DATA FOR THIS TASK START

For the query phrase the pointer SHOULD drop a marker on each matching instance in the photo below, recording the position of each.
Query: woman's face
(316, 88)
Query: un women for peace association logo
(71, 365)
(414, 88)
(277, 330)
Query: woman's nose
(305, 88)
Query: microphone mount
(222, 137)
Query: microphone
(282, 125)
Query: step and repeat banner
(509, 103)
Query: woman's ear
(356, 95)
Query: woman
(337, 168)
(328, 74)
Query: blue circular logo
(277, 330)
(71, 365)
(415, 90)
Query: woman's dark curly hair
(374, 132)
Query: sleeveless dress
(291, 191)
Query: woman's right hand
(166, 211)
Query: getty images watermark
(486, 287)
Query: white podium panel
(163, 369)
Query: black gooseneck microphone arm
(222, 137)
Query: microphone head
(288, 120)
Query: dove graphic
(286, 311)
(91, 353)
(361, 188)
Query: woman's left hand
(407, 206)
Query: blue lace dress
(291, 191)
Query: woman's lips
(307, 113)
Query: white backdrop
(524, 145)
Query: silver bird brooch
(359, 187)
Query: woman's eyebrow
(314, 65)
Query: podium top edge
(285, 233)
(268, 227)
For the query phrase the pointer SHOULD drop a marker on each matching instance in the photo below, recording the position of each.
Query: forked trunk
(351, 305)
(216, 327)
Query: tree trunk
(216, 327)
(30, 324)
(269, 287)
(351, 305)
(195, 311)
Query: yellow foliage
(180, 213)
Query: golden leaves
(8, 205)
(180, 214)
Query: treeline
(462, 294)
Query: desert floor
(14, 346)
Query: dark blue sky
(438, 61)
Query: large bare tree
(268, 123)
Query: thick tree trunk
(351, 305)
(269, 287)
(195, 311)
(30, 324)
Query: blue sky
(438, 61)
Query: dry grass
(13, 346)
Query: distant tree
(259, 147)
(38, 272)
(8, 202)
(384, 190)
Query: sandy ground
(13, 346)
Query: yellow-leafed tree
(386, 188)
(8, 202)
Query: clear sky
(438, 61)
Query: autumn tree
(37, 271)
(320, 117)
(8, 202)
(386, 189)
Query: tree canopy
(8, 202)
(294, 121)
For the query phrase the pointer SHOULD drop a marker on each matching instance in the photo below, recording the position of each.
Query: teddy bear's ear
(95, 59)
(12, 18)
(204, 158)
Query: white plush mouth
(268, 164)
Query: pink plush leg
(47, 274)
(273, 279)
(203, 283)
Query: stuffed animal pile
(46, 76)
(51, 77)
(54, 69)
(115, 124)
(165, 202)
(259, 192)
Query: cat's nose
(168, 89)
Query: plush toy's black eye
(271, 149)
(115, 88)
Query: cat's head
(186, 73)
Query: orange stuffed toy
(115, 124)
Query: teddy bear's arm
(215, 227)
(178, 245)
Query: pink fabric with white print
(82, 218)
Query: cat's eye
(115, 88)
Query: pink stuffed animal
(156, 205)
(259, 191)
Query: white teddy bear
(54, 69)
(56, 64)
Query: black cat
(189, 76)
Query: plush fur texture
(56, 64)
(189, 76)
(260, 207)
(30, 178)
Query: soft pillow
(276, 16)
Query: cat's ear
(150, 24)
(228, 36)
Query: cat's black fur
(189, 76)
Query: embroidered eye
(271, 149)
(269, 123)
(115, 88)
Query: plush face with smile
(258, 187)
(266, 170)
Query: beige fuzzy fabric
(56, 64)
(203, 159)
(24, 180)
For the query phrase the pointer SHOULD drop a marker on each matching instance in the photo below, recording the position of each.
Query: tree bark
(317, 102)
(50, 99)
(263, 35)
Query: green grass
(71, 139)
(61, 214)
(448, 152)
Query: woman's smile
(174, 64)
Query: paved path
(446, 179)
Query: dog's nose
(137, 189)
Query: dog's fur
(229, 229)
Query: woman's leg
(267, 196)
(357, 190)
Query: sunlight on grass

DATA FOR THIS TASK END
DATA FOR THIS TASK START

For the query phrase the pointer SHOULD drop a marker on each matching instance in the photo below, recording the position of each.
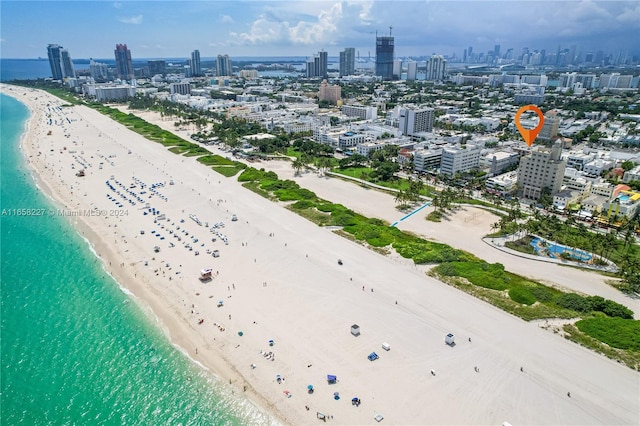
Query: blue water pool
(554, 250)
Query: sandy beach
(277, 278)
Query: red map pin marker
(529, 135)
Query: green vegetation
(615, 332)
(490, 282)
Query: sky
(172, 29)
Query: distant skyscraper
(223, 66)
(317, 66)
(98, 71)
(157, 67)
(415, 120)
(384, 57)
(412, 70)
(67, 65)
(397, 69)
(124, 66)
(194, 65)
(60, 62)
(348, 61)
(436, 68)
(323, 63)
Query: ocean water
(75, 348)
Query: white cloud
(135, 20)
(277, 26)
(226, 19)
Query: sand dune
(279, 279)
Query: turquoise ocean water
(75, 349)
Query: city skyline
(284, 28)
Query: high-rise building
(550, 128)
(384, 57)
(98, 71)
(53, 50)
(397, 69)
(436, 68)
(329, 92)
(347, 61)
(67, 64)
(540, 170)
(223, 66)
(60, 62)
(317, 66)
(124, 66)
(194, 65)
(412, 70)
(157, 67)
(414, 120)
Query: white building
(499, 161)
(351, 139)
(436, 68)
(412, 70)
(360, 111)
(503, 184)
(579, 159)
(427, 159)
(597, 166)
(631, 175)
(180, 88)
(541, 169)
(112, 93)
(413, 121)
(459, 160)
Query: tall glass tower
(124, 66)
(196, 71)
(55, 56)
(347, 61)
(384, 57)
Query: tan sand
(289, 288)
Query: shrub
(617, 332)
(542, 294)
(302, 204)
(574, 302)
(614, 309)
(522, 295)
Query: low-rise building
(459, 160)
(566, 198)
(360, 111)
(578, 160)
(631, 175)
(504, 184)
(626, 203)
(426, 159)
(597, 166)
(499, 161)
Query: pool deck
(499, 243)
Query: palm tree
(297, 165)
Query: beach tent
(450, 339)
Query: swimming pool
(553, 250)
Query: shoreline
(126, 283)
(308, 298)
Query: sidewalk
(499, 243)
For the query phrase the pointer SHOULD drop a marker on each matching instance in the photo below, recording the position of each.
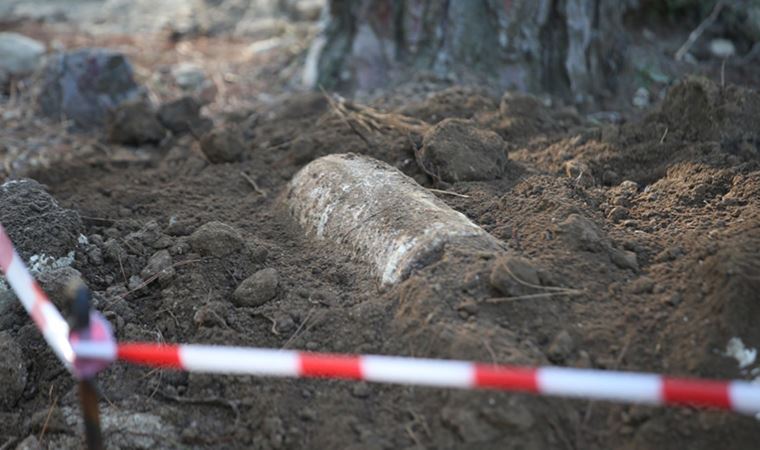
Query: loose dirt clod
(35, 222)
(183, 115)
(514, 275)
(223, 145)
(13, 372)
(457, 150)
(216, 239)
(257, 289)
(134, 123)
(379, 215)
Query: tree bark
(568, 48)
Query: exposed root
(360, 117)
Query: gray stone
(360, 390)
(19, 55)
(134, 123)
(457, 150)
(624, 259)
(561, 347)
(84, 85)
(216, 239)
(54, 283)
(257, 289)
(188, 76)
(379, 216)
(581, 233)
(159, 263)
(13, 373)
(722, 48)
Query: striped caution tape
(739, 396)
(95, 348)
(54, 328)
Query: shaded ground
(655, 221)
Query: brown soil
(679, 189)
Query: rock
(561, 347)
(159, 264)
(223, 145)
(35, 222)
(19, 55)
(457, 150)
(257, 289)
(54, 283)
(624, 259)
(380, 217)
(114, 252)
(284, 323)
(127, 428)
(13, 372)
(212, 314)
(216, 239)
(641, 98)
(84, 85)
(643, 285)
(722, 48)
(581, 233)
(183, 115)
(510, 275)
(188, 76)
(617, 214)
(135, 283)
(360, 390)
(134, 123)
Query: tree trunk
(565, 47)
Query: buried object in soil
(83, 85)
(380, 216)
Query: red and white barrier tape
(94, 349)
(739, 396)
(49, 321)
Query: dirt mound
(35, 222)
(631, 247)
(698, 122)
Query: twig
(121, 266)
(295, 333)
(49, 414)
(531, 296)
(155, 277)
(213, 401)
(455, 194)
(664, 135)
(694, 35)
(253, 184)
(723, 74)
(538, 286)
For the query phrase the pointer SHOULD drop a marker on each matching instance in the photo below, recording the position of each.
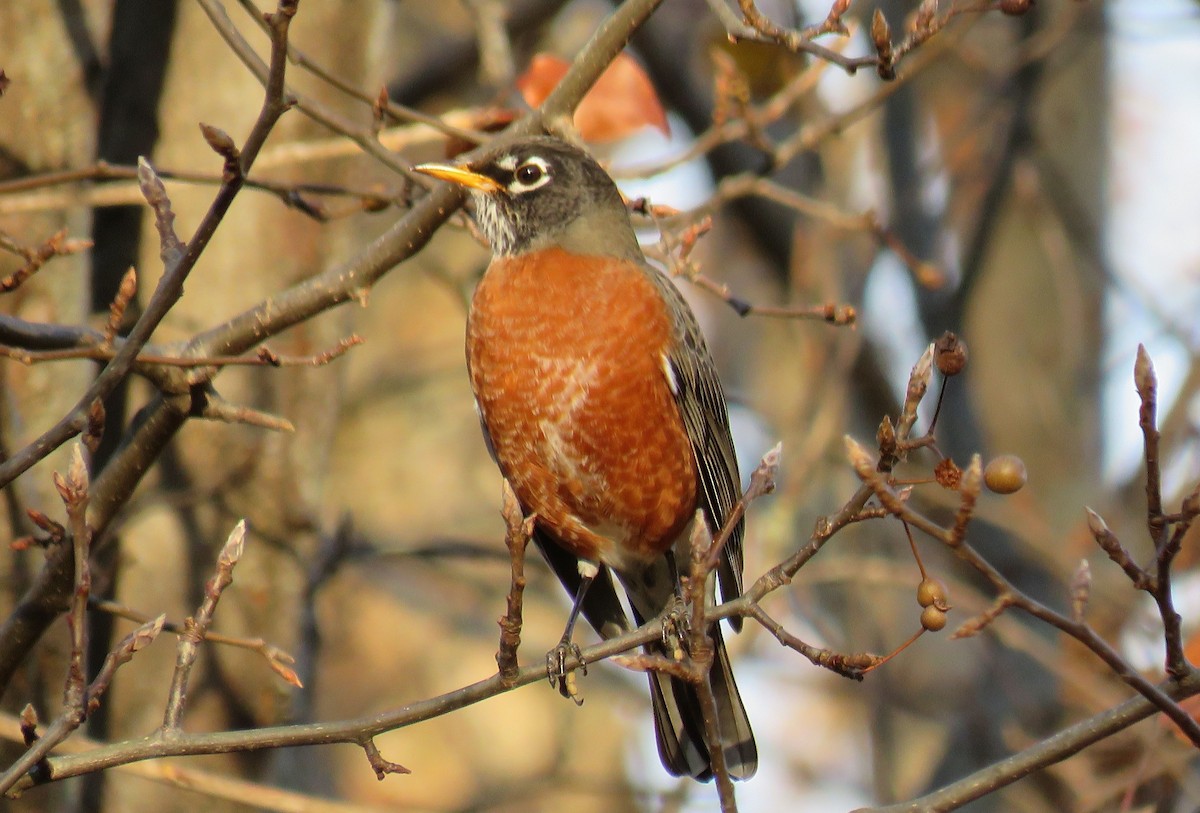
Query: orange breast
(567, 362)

DATA FOR THIS TASK END

**WORK ITEM:** Copy out precisely the lines from the line with "Query: pink fabric with white print" to the line with "Query: sunlight on grass" in the material above, including those two lines and omitting all the rest.

**RESPONSE FOR THIS EXERCISE:**
Query: pink fabric with white print
(82, 218)
Query: cat's eye
(115, 88)
Query: pink stuffed animal
(156, 205)
(259, 191)
Query: white teddy bear
(54, 69)
(56, 64)
Query: black cat
(189, 76)
Query: plush fur texture
(56, 64)
(189, 76)
(260, 207)
(30, 178)
Query: soft pillow
(276, 16)
Query: cat's ear
(150, 24)
(228, 36)
Query: cat's black fur
(189, 76)
Query: embroidered eye
(271, 149)
(269, 123)
(115, 88)
Query: plush face with smile
(258, 187)
(266, 170)
Query: beige fuzzy fabric
(56, 64)
(203, 159)
(24, 180)
For the query phrase the pointer SHOULD drop a marker on each matching instance in the photo below, recording the position of each.
Query: tree bark
(317, 102)
(50, 99)
(263, 35)
Query: green grass
(71, 139)
(61, 214)
(448, 152)
Query: woman's smile
(174, 64)
Query: paved path
(446, 179)
Query: dog's nose
(137, 189)
Query: dog's fur
(229, 229)
Query: woman's leg
(267, 196)
(357, 190)
Query: sunlight on grass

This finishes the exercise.